Please copy the records below, beginning at the line that has "the white roof" and ending with the last record. Keep the requests unchanged, and multiply every coordinate in the answers by 1.2, rounding to a whole number with halves going up.
________
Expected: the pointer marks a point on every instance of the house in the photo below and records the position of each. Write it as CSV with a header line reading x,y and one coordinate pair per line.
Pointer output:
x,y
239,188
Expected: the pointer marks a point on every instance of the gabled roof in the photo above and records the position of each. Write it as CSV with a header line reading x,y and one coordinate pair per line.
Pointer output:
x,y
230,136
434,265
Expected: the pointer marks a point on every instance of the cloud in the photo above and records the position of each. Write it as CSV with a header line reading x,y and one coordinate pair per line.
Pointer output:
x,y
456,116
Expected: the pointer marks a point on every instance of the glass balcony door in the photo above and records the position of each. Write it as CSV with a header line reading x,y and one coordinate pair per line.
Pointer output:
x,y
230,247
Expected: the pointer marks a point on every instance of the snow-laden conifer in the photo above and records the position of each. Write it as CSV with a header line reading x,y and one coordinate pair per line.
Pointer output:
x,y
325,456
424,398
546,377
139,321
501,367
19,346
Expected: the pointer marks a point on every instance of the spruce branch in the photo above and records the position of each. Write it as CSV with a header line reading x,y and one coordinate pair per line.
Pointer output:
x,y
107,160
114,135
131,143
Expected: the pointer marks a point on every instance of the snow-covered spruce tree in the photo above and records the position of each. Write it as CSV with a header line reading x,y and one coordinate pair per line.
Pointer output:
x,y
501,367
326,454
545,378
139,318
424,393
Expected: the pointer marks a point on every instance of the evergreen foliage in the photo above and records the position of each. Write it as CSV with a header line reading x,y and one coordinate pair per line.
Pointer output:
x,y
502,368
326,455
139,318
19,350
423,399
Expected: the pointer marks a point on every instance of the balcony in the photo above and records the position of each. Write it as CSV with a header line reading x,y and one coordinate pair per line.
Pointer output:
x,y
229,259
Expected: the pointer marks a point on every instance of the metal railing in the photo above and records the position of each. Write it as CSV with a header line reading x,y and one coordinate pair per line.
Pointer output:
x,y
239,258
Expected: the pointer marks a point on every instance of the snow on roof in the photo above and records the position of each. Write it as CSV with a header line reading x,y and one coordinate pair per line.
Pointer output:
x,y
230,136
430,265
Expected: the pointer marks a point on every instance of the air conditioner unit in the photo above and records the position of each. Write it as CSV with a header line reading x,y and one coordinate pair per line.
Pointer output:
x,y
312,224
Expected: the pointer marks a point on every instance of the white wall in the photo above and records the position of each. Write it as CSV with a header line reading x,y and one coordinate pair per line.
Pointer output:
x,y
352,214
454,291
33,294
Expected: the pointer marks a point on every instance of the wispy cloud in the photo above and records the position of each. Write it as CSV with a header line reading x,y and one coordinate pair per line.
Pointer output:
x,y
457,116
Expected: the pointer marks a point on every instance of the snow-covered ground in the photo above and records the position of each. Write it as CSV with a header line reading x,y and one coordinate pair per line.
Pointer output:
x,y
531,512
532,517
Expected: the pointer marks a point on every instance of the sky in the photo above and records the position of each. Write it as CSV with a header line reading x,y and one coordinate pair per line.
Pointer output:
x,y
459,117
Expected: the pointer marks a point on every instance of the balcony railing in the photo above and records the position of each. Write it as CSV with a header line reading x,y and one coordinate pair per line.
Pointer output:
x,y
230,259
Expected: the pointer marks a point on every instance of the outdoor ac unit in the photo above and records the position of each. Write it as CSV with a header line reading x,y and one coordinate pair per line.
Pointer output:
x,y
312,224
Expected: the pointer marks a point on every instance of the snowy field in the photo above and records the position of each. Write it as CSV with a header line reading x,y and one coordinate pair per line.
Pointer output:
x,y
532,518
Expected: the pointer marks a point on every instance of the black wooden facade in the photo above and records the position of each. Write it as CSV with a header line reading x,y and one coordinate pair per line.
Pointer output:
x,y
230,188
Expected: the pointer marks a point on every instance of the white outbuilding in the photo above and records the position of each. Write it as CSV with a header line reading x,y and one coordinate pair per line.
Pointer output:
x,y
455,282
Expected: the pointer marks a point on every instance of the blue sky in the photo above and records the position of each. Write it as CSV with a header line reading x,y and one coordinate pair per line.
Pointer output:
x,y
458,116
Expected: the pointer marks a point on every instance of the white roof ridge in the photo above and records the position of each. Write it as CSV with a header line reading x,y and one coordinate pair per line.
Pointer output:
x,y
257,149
________
SOLUTION FOR THIS EXERCISE -
Expected: the pointer marks a point on every instance of the white roof ridge in the photo above and records the position of each. Write it as CSV with a header line reading x,y and one coordinate pair per line.
Pointer output:
x,y
308,179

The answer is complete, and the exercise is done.